• [Set exercise] Write out the lines below exactly as they appear, leaving the pictures out of your answer.

--- Start Supplied records ---

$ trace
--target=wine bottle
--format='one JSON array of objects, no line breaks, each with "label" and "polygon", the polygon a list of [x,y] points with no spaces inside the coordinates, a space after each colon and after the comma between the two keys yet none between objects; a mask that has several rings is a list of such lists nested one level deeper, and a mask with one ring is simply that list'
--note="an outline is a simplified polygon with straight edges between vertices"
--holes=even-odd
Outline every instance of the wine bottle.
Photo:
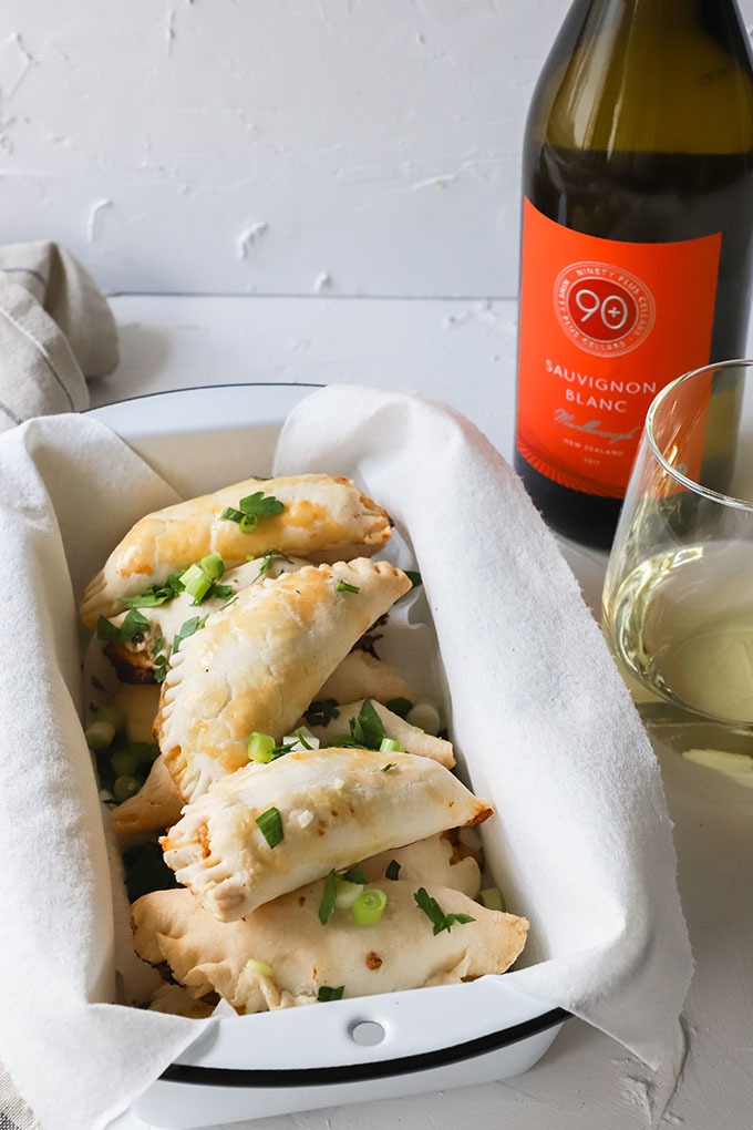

--- End Supplied records ---

• [Result]
$ trace
--target=wine bottle
--format='one JSON array of objects, no line breaks, each with "label" and "polygon", the polygon a list of [x,y] points with no spaces inside the coordinates, a space after each colon and after the comma between the two keys yet none between objects; a mask that has several rings is a list of such lists nested one level deeper, and a mask with one ring is simply that list'
--note="an outline is a simplified polygon with straight edges between vertices"
--holes=even-odd
Outline every instance of the wine bottle.
Photo:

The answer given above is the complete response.